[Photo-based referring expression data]
--- --- ---
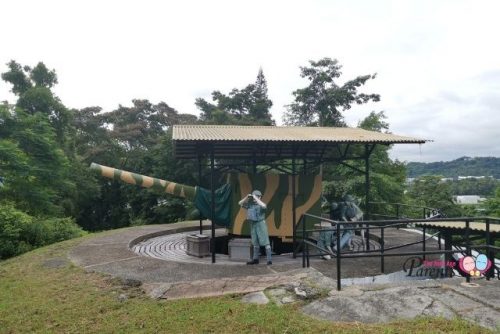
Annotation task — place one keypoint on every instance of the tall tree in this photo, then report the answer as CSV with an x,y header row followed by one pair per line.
x,y
322,102
37,172
248,106
33,86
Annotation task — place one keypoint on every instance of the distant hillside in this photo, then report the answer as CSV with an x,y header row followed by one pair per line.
x,y
465,166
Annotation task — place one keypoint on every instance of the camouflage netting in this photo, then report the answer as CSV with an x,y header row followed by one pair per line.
x,y
203,202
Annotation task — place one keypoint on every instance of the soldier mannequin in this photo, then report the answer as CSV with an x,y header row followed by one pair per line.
x,y
256,210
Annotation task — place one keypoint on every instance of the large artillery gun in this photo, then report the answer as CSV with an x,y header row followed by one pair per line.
x,y
276,189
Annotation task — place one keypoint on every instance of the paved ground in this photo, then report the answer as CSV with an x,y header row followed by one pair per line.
x,y
181,278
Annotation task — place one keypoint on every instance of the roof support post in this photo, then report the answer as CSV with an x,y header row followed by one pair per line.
x,y
212,190
199,183
368,151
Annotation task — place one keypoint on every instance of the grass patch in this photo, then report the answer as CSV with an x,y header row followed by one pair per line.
x,y
41,293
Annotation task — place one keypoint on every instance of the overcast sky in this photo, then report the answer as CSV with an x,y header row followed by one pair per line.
x,y
437,62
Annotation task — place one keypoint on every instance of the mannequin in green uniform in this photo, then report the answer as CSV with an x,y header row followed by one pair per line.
x,y
256,215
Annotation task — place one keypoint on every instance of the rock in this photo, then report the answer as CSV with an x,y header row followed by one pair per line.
x,y
288,300
255,298
300,293
130,282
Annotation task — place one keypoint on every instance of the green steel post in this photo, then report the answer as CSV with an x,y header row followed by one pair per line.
x,y
467,244
338,257
212,189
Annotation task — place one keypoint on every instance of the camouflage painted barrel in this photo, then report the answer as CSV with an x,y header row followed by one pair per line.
x,y
276,191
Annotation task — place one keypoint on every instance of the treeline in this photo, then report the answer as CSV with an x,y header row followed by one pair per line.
x,y
465,166
48,194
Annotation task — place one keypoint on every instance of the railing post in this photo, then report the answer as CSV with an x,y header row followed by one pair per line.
x,y
423,242
338,257
367,238
302,220
467,245
490,256
382,268
307,255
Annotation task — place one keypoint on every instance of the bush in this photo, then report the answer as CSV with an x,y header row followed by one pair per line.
x,y
20,232
13,227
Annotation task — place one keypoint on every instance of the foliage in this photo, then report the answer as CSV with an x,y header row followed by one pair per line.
x,y
482,187
248,106
35,168
20,232
133,138
430,191
465,166
323,100
491,206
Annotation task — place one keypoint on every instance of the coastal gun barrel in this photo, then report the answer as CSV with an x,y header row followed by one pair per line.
x,y
176,189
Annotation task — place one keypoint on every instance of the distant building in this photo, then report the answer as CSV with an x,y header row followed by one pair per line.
x,y
469,199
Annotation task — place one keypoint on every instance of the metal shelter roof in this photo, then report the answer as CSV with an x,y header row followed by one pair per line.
x,y
279,142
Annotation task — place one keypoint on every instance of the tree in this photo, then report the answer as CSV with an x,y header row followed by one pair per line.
x,y
33,86
430,191
492,205
131,138
248,106
323,100
36,170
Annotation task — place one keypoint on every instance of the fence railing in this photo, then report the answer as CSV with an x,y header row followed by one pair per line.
x,y
401,210
305,233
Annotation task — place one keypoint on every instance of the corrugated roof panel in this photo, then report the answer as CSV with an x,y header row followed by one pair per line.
x,y
277,133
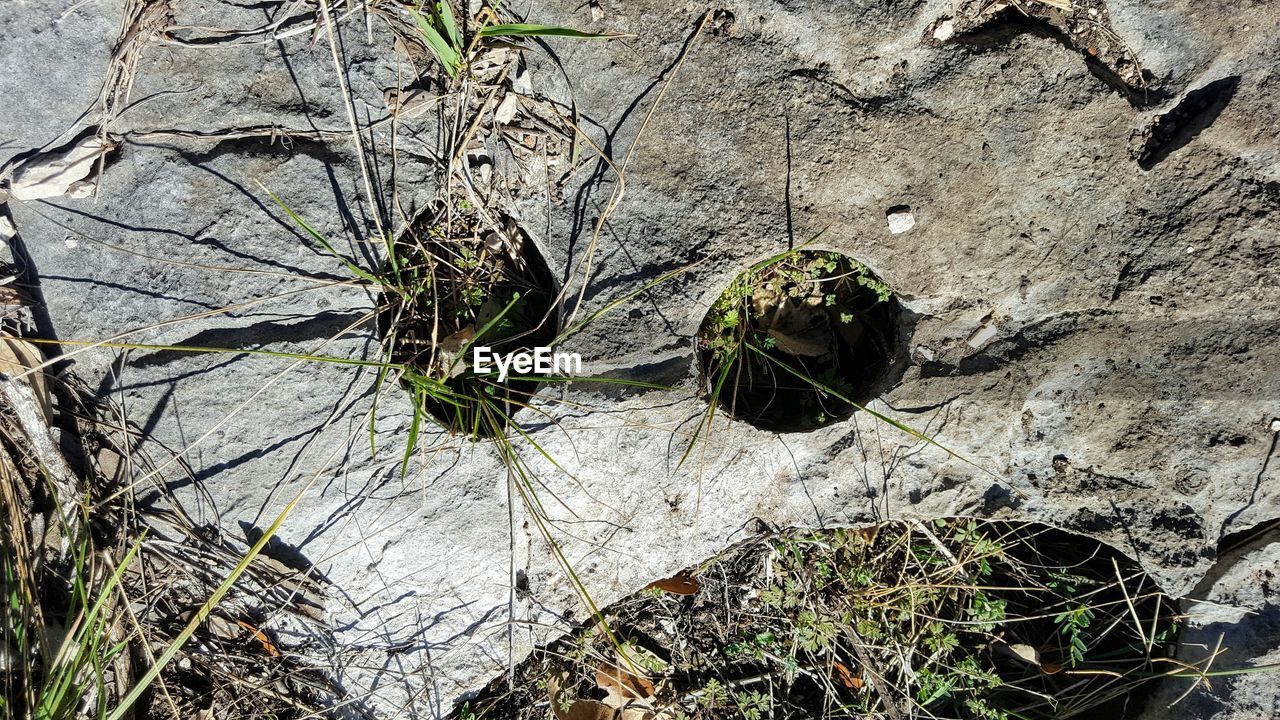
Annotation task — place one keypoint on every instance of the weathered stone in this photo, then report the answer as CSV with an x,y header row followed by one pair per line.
x,y
1125,388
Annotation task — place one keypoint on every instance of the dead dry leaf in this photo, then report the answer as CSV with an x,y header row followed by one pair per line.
x,y
621,686
1024,652
54,173
679,584
17,356
261,637
846,677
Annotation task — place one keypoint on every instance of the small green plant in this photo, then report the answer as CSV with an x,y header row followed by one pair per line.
x,y
753,705
444,36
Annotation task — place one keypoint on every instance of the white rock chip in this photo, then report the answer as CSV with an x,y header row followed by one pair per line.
x,y
53,174
945,31
982,336
900,222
--- --- ---
§ **YOUR TASK**
Reproduce each line of the records exactly, and omit every picture.

§ **EXERCISE SOLUTION**
Annotation task — place one keypoint on every instance of the tall tree in this photo, then report the answer as CSV with an x,y header row followed by one pair per line.
x,y
322,102
37,172
248,106
33,86
Annotation task — place one keypoint on every instance of the distant hillside in this photo, then report the answer as CSV with an x,y header row followed by one pair per line.
x,y
465,166
Annotation task — place one keypoint on every instance of the camouflage netting in this photo, then report the answer as CSV with an x,y header row followed by one pair per line.
x,y
203,202
Annotation task — place one keypoint on every instance of the soldier mannequin in this photo, then report the answer as CSV with an x,y header row followed by one pair per line.
x,y
256,210
Annotation task — place one keypoint on every instance of the large artillery gun in this photo, then report the answer as CSV with an x,y header row followed by one pair per line.
x,y
276,189
Annotation task — place one keypoint on every instance of the paved ground in this photo, then report the answer as CSV with an x,y header row followed by one pair per line.
x,y
181,278
Annotation task — place one keypoint on every instance of the roof support post in this photo, then report the answer as CSV with an x,y header row followed by one pair per line.
x,y
212,190
199,183
368,151
Annotation task — place one keypoint on every instance of the grass patch in this photo, then report the answer as CSV with an x,y header row followed by one pair per line.
x,y
41,293
Annotation task — place one keypoint on every instance of the overcast sky in this photo, then report the answer as CSV with an x,y header row followed by one pair per line.
x,y
437,62
Annotation task — place one keypoint on every instance of the mannequin in green uniform in this photo, then report the answer as CSV with an x,y header row followed by one pair per line.
x,y
256,215
Annotation task — place one keypoint on every instance of the rock in this photo, then report the answer as CSV with an x,y header row followed by one pair per line.
x,y
288,300
255,298
300,293
130,282
Annotation task — place one keypoint on every instance of the green steel post in this photo, then report the answer as CSV with an x,y header row followed by one pair per line.
x,y
467,244
338,257
212,189
Annotation task — place one keypoint on every instance of the camouflage painted barrel in this photo, then report the answer as CSV with an x,y header row followed by one pair per line.
x,y
276,191
Annotation task — place one keypoint on every instance of the treeline in this photo, then report the answer as CSV with an x,y header row followed by one pair per line.
x,y
465,166
48,194
Annotation task — place one keypoint on every instance of the railing post in this photo, then report the answer as CSV with an x,y header row followed by one pair per line.
x,y
423,242
338,257
367,238
302,220
467,245
490,256
382,268
307,255
Annotation task — place one keypoint on every instance of the bush in this photo, then report the answer as CSV with an x,y header row followed by one pair per line.
x,y
20,232
13,227
Annotation task — place one keypoint on every instance of the foliage in this photo, then report the answer as CSV with an x,y header row followed by one pair per line.
x,y
482,187
248,106
35,168
20,232
133,138
430,191
465,166
323,100
491,206
Annotation task — place one keypoint on every instance of the coastal gun barrel in this photo, then report the answer as CSV with an x,y header row followed by one pair per line.
x,y
176,189
Annotation task — place one keypoint on every instance of the distant building in this photo, then report the answer as CSV with an x,y header row followed by one pair per line.
x,y
469,199
Annotation task — place one keypoint on every instance of the metal shelter roof in this photo, then report the answer as CSV with an x,y header row followed by one pair per line.
x,y
279,142
Annotation task — place one keypoint on every instance of the tree in this photo, then report the answer as CSV with an x,y header row followed by one pair per line.
x,y
33,86
430,191
492,205
131,138
248,106
323,100
36,170
Annotation task — place one keypoint on every instance of the fence railing in this photo, then report the answer as CSV with an x,y header row followed by one pair per line.
x,y
401,210
305,233
Annotation task — place one keypoint on every instance of the corrugated roof panel in this photo, then report the answer as CSV with an x,y header row followed by one pair per line.
x,y
277,133
Annotation task — place one keypoint on every instance of the weathered stone in this photo, then report the answer as CSV with an x,y header row followed by one pair per line.
x,y
1125,388
Annotation task — place one keypoint on every instance of the dead dry leaf in this photo, then report the answer as CSV with an x,y header row followed by one pair per line.
x,y
621,686
1024,652
54,173
679,584
17,356
261,637
846,677
Annotation task — place one keypoint on every instance of the small green plant in this photo, then report the answer as CSV with an x,y header row followed by one pair per line.
x,y
753,705
444,36
Annotation task — place one keypoint on every instance of the white rock chip in this photo, then report the answer as CSV with an x,y header row followed by one pair per line.
x,y
53,174
945,31
982,336
900,222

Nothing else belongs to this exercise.